## Task instructions
Transcribe the part of the P-51 Mustang post starting with "The subject of" and going on through "very sharp businessman.", keeping every word and punctuation mark unchanged.

── Page excerpt

I’ve been busy t’day visiting back n’ forth with long-time aviation pal, Captain Ernie Lingren. We share a lot of common interests having joined the original Frontier Airlines within a few months of one-another.
The subject of the mystique that shrouded the venerable North American P-51 ‘Mustang’ came up. This led me on a trip down memory lane. So, I thought I would share a Nazy story with you.
Ernie, suggested that I should write a book. Here’s my reply:
Nazy had a lot of money. He didn’t always have money. Born in South Africa, Nazy came to America from Canada with few dollars. He worked hard and he was smart. He was a very sharp businessman.
“The misunderstanding of an un-commanded left roll appears to be widespread. It is hoped that the following information will promote thought and understanding and maybe help prevent another loss of control P-51 accident.

────
── Records provided

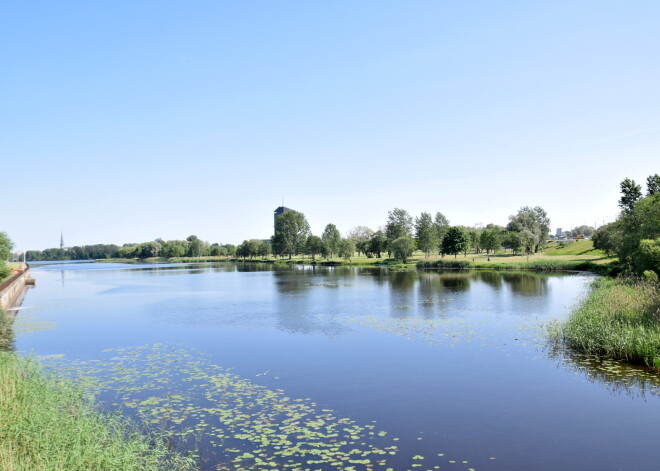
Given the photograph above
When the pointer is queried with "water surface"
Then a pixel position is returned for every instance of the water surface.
(410, 370)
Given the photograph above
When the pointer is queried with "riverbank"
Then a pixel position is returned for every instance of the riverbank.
(46, 424)
(576, 256)
(619, 319)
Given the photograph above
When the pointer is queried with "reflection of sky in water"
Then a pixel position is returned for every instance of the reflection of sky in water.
(453, 357)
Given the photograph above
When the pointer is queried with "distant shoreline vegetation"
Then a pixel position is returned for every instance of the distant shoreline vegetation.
(634, 239)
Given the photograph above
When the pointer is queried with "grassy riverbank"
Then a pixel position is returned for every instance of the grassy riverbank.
(579, 255)
(45, 424)
(619, 319)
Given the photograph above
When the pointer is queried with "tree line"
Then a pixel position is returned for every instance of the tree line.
(526, 232)
(635, 235)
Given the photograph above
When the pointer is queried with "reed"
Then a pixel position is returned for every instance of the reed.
(619, 319)
(46, 424)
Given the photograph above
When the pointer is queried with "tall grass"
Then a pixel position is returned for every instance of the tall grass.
(619, 319)
(46, 425)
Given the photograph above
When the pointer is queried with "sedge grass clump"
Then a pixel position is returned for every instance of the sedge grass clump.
(46, 424)
(619, 319)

────

## The solution
The subject of the mystique that shrouded the venerable North American P-51 ‘Mustang’ came up. This led me on a trip down memory lane. So, I thought I would share a Nazy story with you.
Ernie, suggested that I should write a book. Here’s my reply:
Nazy had a lot of money. He didn’t always have money. Born in South Africa, Nazy came to America from Canada with few dollars. He worked hard and he was smart. He was a very sharp businessman.